[Soal Singkat 1] Menurut teks tentang dukungan Jokowi untuk Prabowo, kapan Megawati akan mengumumkan capres PDI-P?
[Soal Singkat 2] Kembalikan tanpa perubahan bagian teks tentang dukungan Jokowi untuk Prabowo yang diawali kata-kata yang memuat "Jokowi yang beberapa" dan diakhiri "yang lebih kuat.".

[Teks Bacaan]
Prabowo Subianto, Joko Widodo, Ganjar Pranowo, Megawati Soekarnoputri/ Narasi

Penulis: Jay Akbar/ Jurnalis Narasi

Editor: Ramadhan Yahya

Dukungan Jokowi yang berulang dan terang-terangan untuk Prabowo menggarisbawahi posisinya sebagai politikus yang lebih dari sekadar petugas partai.

 

Menang dua kali dalam pemilihan wali kota di Kota Solo, kemudian memenangkan pemilihan gubernur di Provinsi DKI Jakarta, dan menjadi presiden selama dua periode, membuat Jokowi percaya diri untuk ikut aktif menentukan Pemilihan Presiden 2024.

Jokowi adalah politikus cerdas. Ia tidak hanya pandai memprediksi akibat dari tindakannya ke depan, tetapi bahkan mampu mengubah konsekuensi tersebut menjadi peluang yang menguntungkannya, termasuk ketika ia mengatakan bahwa Pilpres 2024 "jatahnya Pak Prabowo".

Sebagai anggota partai penguasa Partai Demokrasi Indonesia Perjuangan (PDI-P), Jokowi tentu memahami kata-katanya berpotensi diperdebatkan karena penentuan calon presiden merupakan hak prerogatif Megawati Soekarnoputri sebagai Ketua Umum PDI-P.

Pemberian dukungan terbuka kepada calon presiden dari partai lain tidak hanya dapat dianggap sebagai bentuk pelanggaran kader terhadap kewenangan ketua umum tetapi juga merupakan pukulan terhadap kebijakan strategis partai ke depan.

Namun, sebagai sosok yang memiliki kekuatan dan pengaruh besar dalam politik Indonesia, Jokowi tahu bahwa perbedaan sikapnya dengan Megawati (seperti yang sudah-sudah) tidak akan berakhir dengan sanksi PDI-P.

Sebagai kepala pemerintahan dengan segala macam kewenangan yang melekat kepadanya, Jokowi menyadari dukungannya terhadap Prabowo akan membuat masyarakat mempertanyakan komitmen dan integritasnya dalam menjaga demokrasi.

Namun, sebagaimana ia membiarkan putra dan menantunya mencalonkan diri sebagai kepala daerah dan kemudian tak berkeberatan saudara iparnya terus menjabat sebagai ketua MK, ia akan mengabaikan kritik terkait demokrasi yang dilontarkan kepadanya.

Memberi Tekanan Psikologis pada Megawati

Jokowi yang beberapa hari terakhir menyampaikan kepada sejumlah partai koalisi di pemerintahannya agar pengumuman capres dan cawapres tidak boleh terlalu lama, menghadapi kenyataan bahwa Megawati baru akan mengumumkan capres PDI-P pada Juni 2023.

Padahal, mendapatkan kepastian dalam waktu dekat siapa sosok yang akan disetujui sebagai capres oleh Megawati penting bagi Jokowi untuk merancang strategi kemenangan yang lebih kuat.

[Blok Data]
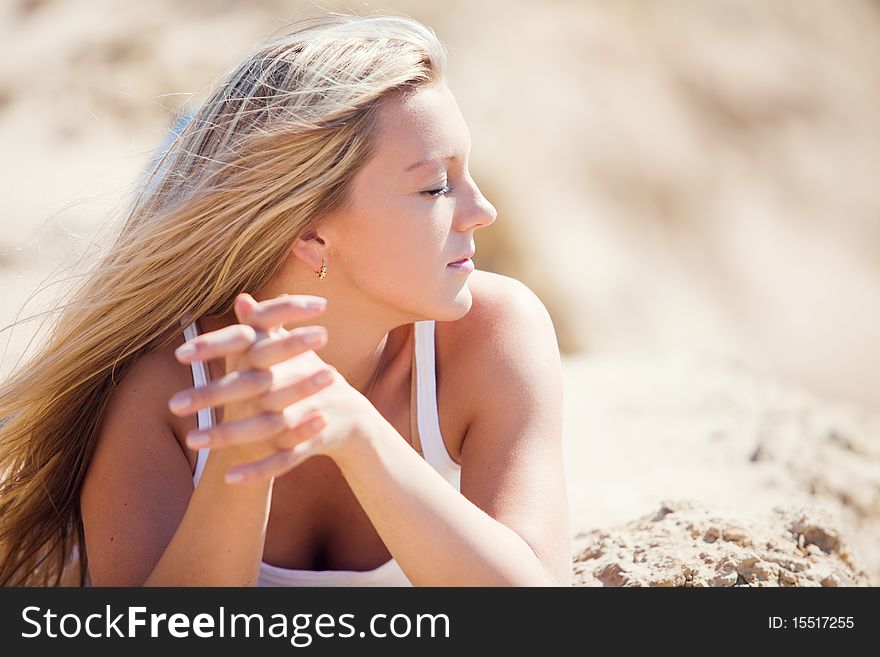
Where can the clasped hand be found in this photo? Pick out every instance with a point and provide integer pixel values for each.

[Jawaban yang Diharapkan 1] Pada Juni 2023.

[Jawaban yang Diharapkan 2]
Jokowi yang beberapa hari terakhir menyampaikan kepada sejumlah partai koalisi di pemerintahannya agar pengumuman capres dan cawapres tidak boleh terlalu lama, menghadapi kenyataan bahwa Megawati baru akan mengumumkan capres PDI-P pada Juni 2023.

Padahal, mendapatkan kepastian dalam waktu dekat siapa sosok yang akan disetujui sebagai capres oleh Megawati penting bagi Jokowi untuk merancang strategi kemenangan yang lebih kuat.